RECORDS FOR PROCESSING start
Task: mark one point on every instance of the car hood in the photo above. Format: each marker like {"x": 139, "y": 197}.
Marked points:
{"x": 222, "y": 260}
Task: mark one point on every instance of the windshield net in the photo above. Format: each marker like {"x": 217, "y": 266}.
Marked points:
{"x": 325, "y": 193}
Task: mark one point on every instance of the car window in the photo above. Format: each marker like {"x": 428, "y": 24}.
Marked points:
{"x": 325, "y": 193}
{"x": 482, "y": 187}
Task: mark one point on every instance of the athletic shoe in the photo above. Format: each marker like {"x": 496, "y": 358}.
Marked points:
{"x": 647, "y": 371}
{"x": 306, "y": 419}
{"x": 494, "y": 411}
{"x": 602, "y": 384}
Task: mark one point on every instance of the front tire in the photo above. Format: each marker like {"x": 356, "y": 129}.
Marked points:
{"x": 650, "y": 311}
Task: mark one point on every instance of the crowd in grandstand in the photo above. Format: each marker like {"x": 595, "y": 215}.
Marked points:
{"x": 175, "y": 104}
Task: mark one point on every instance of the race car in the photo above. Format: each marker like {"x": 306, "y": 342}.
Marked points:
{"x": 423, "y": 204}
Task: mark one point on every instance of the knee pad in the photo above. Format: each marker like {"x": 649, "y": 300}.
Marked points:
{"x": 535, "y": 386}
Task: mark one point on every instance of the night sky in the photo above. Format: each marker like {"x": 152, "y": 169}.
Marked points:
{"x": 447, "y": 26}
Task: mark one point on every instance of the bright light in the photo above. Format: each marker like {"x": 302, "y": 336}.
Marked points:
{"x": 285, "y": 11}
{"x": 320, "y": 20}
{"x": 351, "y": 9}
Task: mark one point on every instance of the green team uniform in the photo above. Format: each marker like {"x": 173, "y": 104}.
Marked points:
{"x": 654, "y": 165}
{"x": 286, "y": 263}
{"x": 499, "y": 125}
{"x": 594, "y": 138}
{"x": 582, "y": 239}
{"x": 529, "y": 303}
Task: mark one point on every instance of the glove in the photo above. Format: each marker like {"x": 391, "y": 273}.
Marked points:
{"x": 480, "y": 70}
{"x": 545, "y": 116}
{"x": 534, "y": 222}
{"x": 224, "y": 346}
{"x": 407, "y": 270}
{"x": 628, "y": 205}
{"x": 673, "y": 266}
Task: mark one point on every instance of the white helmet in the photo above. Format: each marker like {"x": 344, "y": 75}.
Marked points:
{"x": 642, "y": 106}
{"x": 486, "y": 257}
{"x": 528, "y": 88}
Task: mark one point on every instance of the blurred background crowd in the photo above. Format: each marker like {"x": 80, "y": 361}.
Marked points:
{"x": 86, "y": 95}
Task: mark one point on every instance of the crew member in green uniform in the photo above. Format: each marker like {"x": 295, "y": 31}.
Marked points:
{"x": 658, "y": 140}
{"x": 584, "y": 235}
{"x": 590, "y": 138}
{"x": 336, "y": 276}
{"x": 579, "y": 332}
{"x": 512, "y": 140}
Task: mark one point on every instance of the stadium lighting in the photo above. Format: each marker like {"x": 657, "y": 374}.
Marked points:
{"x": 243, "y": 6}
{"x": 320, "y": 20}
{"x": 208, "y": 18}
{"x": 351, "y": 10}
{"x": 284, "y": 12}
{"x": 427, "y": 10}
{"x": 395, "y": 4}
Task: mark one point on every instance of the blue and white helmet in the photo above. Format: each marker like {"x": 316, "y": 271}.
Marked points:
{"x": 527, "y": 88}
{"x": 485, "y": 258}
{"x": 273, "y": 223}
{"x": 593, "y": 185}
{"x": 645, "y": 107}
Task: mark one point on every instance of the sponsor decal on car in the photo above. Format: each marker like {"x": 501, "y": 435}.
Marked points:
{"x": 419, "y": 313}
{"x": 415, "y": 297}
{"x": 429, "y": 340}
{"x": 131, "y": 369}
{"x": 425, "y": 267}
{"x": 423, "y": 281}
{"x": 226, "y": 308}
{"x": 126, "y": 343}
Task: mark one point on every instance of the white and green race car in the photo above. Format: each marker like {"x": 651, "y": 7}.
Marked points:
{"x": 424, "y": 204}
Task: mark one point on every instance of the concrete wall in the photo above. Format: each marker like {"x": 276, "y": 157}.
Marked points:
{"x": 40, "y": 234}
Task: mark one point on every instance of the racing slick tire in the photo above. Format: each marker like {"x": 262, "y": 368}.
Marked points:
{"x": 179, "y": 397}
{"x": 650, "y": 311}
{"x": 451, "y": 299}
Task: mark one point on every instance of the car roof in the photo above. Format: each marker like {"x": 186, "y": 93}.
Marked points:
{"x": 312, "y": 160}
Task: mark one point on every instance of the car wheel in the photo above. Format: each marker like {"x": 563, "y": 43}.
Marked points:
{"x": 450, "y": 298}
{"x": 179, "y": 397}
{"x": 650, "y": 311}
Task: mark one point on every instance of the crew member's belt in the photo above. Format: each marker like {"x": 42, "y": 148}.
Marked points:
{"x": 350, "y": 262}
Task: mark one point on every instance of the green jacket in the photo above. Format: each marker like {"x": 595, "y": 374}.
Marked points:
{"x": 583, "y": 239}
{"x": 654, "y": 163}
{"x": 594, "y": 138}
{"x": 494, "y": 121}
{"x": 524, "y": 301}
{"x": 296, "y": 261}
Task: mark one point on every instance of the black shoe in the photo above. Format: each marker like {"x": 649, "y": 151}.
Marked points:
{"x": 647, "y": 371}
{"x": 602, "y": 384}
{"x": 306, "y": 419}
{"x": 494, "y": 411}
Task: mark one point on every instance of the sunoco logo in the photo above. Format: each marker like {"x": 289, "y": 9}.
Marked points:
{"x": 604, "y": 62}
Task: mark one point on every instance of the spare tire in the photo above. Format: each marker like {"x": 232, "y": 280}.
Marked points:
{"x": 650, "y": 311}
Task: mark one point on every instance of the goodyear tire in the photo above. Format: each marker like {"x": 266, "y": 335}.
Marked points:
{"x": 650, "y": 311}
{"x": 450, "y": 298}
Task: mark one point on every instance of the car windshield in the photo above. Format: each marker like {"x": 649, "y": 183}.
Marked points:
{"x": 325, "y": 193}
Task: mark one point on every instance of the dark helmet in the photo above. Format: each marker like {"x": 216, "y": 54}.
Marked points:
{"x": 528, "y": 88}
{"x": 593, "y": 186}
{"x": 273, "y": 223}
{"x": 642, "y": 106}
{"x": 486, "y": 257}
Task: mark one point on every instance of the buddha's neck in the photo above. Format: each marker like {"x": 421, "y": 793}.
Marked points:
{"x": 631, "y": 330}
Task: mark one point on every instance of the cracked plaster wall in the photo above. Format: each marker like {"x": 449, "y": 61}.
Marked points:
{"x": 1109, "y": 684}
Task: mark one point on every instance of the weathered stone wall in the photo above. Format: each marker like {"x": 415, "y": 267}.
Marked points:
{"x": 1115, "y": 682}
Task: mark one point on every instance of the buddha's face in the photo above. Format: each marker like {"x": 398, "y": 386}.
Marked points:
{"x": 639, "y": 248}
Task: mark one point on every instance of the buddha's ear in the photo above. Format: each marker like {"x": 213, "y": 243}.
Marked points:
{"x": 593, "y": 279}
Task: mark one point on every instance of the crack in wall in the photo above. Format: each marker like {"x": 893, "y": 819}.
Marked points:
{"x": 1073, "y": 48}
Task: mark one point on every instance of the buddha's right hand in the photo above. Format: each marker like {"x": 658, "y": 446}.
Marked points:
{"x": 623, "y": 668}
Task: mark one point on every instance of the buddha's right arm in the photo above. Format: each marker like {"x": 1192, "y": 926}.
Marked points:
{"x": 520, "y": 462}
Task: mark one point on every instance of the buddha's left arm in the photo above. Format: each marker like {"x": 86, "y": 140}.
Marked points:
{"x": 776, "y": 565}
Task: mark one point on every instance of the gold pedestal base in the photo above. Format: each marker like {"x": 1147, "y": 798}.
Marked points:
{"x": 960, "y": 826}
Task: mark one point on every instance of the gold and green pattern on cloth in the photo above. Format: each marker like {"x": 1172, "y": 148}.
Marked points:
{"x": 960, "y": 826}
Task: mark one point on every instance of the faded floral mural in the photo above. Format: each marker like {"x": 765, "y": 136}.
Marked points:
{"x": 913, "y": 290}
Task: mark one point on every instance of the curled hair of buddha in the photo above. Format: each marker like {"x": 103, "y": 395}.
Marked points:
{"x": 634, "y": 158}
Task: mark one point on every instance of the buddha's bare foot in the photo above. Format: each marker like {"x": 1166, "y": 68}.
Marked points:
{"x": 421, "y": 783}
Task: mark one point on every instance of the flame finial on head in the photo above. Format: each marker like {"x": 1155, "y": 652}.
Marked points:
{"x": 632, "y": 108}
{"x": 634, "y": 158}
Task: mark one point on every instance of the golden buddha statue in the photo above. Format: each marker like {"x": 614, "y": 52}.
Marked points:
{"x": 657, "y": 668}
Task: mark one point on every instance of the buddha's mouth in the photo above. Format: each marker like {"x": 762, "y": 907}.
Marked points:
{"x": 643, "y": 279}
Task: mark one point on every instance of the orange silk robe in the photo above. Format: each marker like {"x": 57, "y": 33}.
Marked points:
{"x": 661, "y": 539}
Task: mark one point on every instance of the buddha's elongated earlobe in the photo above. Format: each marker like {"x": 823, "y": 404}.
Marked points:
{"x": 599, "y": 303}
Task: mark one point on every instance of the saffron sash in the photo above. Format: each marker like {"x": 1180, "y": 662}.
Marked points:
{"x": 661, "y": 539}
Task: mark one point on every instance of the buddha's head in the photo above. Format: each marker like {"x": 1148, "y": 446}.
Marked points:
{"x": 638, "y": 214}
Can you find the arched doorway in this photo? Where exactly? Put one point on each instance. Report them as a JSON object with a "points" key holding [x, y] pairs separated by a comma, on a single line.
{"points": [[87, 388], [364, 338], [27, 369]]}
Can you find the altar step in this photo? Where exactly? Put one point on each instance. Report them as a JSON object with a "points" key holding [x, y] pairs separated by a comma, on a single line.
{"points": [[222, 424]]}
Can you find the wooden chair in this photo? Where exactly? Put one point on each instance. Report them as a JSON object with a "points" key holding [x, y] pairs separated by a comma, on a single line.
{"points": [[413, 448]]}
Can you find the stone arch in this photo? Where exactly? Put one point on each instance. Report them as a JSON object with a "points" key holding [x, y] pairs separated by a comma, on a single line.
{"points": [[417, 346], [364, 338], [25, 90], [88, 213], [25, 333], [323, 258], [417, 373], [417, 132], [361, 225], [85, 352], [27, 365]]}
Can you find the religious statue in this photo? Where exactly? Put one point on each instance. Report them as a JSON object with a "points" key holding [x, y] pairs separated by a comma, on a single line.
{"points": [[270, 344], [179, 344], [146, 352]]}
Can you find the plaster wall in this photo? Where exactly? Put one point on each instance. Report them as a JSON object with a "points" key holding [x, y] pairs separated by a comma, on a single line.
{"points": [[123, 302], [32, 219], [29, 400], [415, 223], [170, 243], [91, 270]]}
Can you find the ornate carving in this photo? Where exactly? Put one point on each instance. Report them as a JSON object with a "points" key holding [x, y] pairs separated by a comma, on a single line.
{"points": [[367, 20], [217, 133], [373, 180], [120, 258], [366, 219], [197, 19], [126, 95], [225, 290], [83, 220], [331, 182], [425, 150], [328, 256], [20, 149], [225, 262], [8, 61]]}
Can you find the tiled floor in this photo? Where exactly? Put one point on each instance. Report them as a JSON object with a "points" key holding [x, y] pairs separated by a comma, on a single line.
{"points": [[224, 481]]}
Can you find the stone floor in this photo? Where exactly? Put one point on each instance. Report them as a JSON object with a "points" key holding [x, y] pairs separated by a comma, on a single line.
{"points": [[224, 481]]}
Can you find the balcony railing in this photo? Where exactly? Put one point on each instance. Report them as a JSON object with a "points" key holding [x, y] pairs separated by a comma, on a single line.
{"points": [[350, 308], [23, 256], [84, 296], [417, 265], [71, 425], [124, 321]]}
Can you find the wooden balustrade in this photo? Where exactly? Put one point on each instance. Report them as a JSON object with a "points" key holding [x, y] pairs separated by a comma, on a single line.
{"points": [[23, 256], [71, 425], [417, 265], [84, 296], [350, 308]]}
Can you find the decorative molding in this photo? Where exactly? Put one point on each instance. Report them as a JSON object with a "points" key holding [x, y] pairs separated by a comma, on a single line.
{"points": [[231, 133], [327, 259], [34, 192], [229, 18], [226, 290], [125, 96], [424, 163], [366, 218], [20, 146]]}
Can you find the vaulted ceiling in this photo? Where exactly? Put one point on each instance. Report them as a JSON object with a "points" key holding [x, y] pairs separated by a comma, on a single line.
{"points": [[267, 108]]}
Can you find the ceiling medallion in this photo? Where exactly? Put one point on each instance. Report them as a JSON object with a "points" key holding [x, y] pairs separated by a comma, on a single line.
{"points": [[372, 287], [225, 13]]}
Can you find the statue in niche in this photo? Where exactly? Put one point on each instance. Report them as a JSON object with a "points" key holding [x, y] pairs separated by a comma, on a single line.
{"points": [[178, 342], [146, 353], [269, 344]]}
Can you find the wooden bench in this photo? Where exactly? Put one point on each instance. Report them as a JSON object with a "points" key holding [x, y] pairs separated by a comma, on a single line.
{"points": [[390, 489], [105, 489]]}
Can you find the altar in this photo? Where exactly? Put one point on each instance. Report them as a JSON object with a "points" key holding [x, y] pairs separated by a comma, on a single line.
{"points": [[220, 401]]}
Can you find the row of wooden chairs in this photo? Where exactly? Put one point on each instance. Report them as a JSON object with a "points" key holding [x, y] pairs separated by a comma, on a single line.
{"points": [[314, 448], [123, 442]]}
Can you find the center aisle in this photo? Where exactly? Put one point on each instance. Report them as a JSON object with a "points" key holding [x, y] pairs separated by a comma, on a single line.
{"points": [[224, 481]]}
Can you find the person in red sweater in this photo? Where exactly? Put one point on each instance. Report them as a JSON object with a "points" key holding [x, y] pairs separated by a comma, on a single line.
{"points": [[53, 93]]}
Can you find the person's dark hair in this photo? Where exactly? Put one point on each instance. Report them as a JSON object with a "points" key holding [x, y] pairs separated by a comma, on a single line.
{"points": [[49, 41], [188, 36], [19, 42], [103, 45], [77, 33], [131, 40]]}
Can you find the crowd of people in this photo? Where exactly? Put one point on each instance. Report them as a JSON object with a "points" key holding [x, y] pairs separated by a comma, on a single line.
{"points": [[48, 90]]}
RECORDS FOR PROCESSING end
Only the lines from the one containing "Can you find the wooden bench" through the end of the entries above belong in the answer; repeat them exactly.

FINISHED ANSWER:
Can you find the wooden bench in this photo? Where exactly? Put one point on each instance. Report them as a JSON object with a "points" key holding [x, y] pairs separated by a comma, on a single line.
{"points": [[390, 489], [105, 489]]}
Can you find the altar in this photo? Where exactly? Put one point on each instance. Report them as a JSON object with a "points" key holding [x, y] pairs separated by a comma, on a single line.
{"points": [[220, 401]]}
Can you find the row of wooden chairs in this photo? Where exactly? Put one point on each instance. Report them as a JSON object with a "points" key holding [x, y] pairs separated by a comma, on a single line.
{"points": [[314, 448], [123, 442]]}
Can you find the center aisle in this photo? Where exactly? Put one point on each instance. Report them as a JSON object with a "points" key holding [x, y] pairs separated by a comma, on a single line.
{"points": [[224, 481]]}
Can you find the person in red sweater in this photo? Where exactly? Put one point on each instance. Report them as a JSON object with a "points" key holding [x, y] pairs separated by a comma, on a single line.
{"points": [[53, 93]]}
Can you find the person's dark hair in this photo? Where exactly? Put one point on each instance. Report them as a JSON object with a "points" key holding [x, y] pairs separated by a comma, on a single line.
{"points": [[49, 41], [188, 36], [19, 42], [103, 45], [77, 33], [131, 40]]}
Can you find the crowd of people in this photo? Where exactly? Put one point on each instance. Report them as a JSON object with a "points" key holding [x, y] pairs separated by a comma, on a single line.
{"points": [[48, 90]]}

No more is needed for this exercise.